Records =>
——
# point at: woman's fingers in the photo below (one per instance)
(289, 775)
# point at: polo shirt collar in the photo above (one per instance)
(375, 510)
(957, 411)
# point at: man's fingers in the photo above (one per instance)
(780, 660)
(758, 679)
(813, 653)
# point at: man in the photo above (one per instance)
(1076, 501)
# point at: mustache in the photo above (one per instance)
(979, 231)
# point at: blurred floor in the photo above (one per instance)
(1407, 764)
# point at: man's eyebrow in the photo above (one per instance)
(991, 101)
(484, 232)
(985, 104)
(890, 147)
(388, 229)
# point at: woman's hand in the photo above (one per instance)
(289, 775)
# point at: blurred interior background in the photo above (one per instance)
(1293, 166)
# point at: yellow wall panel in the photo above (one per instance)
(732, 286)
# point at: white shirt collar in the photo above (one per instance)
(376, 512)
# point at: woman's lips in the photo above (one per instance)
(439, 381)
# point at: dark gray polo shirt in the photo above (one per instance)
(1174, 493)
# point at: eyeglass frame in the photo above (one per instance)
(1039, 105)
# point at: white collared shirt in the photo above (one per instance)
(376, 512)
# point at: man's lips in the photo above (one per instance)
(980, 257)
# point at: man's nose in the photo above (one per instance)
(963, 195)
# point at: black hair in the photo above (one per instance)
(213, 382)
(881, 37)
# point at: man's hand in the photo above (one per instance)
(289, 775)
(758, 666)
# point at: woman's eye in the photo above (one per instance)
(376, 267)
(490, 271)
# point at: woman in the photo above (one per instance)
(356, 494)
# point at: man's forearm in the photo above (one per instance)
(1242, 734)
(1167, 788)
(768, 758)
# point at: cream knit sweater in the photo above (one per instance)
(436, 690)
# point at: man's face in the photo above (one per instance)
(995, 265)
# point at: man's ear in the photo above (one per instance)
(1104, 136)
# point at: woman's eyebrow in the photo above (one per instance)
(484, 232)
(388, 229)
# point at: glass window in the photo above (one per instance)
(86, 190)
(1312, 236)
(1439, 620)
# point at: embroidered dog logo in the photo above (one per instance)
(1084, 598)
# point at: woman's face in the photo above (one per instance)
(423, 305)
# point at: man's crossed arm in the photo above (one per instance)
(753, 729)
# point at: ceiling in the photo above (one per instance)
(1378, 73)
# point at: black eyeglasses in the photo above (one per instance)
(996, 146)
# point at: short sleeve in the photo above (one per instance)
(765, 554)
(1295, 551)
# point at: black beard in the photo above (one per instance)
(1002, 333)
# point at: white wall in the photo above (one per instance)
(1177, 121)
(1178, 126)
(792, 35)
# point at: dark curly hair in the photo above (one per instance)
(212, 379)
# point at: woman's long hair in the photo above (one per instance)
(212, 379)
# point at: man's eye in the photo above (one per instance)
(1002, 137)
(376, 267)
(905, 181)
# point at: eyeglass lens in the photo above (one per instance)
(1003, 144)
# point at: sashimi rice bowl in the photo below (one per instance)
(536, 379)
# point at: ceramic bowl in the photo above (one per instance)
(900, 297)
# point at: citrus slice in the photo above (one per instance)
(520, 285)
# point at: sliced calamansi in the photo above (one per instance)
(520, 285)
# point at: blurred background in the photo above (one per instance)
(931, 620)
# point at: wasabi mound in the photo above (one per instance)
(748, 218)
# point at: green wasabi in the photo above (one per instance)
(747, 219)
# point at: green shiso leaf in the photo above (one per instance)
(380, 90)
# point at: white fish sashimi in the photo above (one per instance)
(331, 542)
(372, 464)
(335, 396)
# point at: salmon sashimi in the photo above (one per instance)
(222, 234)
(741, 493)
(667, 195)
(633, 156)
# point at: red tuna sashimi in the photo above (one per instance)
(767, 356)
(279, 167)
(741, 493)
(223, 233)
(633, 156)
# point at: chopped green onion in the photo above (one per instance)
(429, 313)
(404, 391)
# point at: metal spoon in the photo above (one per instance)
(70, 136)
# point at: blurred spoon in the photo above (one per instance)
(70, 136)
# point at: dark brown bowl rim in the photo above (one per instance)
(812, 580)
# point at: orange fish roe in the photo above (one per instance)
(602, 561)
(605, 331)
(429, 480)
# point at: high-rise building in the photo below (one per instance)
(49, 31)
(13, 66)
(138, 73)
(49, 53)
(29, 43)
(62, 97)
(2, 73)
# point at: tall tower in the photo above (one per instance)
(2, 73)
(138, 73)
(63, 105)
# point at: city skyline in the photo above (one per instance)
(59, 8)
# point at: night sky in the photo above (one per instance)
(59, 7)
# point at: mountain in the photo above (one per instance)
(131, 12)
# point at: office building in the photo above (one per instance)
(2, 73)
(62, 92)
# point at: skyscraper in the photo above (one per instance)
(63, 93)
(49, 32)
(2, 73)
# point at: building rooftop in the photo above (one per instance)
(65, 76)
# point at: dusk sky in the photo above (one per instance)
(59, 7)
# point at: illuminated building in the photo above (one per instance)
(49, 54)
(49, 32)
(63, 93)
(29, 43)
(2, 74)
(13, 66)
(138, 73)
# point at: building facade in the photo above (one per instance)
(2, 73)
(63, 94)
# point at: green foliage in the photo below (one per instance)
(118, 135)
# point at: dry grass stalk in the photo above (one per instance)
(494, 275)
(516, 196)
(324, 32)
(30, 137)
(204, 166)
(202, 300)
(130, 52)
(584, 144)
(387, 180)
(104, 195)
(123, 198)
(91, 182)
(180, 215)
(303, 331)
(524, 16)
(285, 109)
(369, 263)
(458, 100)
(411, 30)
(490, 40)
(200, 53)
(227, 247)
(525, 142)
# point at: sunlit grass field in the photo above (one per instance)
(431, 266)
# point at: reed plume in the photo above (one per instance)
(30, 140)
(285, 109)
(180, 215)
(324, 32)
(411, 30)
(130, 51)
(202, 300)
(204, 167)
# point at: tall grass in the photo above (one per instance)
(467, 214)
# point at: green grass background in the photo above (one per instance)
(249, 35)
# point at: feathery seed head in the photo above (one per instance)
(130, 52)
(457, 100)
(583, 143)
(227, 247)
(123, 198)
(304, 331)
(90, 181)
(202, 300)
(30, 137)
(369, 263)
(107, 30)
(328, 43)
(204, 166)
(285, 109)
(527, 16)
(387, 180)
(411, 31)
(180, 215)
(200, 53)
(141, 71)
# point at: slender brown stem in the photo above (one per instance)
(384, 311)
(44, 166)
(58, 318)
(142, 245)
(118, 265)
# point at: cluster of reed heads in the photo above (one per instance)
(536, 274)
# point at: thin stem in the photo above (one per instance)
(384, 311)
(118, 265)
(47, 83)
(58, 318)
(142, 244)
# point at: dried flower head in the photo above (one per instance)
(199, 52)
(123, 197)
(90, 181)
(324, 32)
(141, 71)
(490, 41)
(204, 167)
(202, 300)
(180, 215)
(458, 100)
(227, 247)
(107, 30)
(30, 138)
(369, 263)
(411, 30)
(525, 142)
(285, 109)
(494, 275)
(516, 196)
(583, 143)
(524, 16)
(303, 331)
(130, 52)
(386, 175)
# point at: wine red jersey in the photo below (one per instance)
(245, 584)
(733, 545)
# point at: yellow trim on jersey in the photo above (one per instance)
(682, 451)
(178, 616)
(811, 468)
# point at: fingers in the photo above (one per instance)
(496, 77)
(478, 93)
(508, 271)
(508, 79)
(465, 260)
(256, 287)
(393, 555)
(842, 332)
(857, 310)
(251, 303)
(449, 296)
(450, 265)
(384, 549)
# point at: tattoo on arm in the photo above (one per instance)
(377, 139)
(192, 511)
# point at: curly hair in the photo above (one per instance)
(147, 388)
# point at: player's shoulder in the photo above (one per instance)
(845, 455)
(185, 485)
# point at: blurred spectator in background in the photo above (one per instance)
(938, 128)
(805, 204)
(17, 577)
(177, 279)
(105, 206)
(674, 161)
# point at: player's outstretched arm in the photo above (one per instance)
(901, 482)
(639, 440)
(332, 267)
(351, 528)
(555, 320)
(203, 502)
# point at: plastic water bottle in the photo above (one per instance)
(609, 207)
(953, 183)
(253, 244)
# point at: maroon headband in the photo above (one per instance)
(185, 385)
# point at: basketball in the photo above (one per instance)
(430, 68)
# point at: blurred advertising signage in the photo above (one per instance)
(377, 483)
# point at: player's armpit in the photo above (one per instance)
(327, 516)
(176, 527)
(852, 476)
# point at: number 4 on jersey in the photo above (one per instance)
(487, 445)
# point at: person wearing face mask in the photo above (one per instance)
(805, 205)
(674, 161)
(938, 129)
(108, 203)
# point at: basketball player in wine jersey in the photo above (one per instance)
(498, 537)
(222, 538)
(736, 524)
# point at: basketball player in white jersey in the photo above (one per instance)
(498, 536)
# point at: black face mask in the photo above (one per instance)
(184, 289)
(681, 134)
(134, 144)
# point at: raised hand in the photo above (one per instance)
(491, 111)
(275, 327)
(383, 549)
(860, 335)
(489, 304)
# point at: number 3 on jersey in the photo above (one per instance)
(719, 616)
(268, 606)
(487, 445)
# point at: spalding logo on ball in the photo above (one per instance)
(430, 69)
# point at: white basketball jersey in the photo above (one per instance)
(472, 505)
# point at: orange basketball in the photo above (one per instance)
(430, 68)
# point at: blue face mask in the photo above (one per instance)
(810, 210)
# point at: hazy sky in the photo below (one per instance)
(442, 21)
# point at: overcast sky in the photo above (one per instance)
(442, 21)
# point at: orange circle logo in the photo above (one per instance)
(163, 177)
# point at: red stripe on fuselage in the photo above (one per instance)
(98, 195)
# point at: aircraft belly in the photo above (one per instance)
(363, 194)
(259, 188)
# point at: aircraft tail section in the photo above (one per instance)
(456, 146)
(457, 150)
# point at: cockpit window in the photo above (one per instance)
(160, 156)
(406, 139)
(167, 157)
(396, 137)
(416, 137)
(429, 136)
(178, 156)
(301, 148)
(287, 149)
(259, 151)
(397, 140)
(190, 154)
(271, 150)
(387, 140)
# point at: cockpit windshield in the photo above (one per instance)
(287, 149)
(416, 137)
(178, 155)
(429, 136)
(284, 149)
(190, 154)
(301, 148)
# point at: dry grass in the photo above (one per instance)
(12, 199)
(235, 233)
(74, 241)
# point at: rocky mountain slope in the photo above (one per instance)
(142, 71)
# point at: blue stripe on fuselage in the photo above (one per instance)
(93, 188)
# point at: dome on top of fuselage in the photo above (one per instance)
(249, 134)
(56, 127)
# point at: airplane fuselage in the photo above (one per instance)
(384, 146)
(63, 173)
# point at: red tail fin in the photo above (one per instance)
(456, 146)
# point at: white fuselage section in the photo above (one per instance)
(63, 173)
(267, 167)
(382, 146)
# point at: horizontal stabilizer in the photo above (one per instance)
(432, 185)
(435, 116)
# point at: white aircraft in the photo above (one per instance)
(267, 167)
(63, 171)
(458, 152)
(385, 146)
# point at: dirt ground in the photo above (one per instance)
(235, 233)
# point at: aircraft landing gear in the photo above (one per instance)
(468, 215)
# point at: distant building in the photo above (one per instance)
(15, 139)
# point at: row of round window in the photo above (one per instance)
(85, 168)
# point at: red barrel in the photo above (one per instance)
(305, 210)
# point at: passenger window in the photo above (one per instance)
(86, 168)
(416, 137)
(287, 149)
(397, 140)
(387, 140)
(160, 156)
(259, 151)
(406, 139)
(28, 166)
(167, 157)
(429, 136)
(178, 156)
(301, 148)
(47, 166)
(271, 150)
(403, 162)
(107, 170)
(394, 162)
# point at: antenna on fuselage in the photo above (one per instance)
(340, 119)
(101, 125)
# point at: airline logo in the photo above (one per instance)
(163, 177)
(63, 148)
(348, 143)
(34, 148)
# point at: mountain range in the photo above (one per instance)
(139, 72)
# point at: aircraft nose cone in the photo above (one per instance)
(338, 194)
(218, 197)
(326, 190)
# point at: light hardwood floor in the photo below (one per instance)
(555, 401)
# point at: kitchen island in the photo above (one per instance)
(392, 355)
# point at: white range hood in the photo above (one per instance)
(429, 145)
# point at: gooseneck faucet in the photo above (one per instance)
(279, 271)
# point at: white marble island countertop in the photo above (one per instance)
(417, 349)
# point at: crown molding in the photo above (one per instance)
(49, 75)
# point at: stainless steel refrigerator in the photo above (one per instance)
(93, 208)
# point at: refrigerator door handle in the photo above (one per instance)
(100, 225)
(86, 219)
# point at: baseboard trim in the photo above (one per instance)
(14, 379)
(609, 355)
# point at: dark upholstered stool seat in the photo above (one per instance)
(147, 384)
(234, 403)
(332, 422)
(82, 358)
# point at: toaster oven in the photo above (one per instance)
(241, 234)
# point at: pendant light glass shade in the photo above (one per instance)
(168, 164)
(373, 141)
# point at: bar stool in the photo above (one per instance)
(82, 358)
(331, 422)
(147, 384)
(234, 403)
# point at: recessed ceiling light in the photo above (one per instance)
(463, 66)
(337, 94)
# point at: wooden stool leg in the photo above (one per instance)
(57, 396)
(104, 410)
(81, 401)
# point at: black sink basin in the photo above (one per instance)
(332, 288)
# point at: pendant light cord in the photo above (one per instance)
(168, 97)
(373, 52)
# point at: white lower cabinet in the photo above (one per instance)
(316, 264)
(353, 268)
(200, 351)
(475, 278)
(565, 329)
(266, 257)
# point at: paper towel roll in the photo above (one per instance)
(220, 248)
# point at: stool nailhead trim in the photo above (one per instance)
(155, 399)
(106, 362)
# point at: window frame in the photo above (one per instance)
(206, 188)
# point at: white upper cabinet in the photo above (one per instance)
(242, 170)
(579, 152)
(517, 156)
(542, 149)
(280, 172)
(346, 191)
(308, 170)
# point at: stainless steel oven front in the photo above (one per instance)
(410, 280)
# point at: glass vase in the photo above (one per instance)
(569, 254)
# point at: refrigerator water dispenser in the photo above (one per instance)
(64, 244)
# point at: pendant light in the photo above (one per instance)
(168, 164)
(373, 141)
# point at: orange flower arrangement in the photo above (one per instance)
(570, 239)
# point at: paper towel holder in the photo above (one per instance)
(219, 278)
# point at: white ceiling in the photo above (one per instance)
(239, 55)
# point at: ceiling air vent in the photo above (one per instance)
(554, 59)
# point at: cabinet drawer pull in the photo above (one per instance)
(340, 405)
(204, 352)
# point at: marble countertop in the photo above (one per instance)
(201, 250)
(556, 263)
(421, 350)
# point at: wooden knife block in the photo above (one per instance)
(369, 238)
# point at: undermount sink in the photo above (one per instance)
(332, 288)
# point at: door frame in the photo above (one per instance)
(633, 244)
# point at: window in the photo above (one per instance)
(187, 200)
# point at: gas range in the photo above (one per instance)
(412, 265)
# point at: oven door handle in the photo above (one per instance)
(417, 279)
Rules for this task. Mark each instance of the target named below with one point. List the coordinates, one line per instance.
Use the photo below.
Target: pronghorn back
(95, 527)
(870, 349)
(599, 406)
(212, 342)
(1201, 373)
——
Written instruction => Print exactly the lines from the one with "# point at: paper towel holder" through the end of the data, inclusive.

Full output =>
# point at: paper towel holder in the photo above (one per instance)
(219, 278)
# point at: white ceiling in the photo above (one per instance)
(239, 55)
# point at: ceiling air vent in the photo above (one per instance)
(554, 59)
# point at: cabinet drawer pull in the photo above (one per instance)
(340, 405)
(204, 352)
# point at: marble countertop in the photo above (one per instance)
(201, 250)
(556, 263)
(421, 350)
# point at: wooden knife block in the photo above (one per instance)
(369, 238)
# point at: undermount sink in the photo above (one per instance)
(332, 288)
# point at: door frame in the photo above (one per instance)
(633, 244)
# point at: window in the photo above (one per instance)
(187, 200)
# point at: gas range in the photo above (one per instance)
(412, 265)
# point at: oven door handle in the photo above (one per instance)
(417, 279)
Rules for this task. Mark each instance of the target named below with one point. List the coordinates, one line per instance.
Use the photo below.
Target: pronghorn back
(95, 527)
(870, 349)
(599, 406)
(212, 342)
(1201, 373)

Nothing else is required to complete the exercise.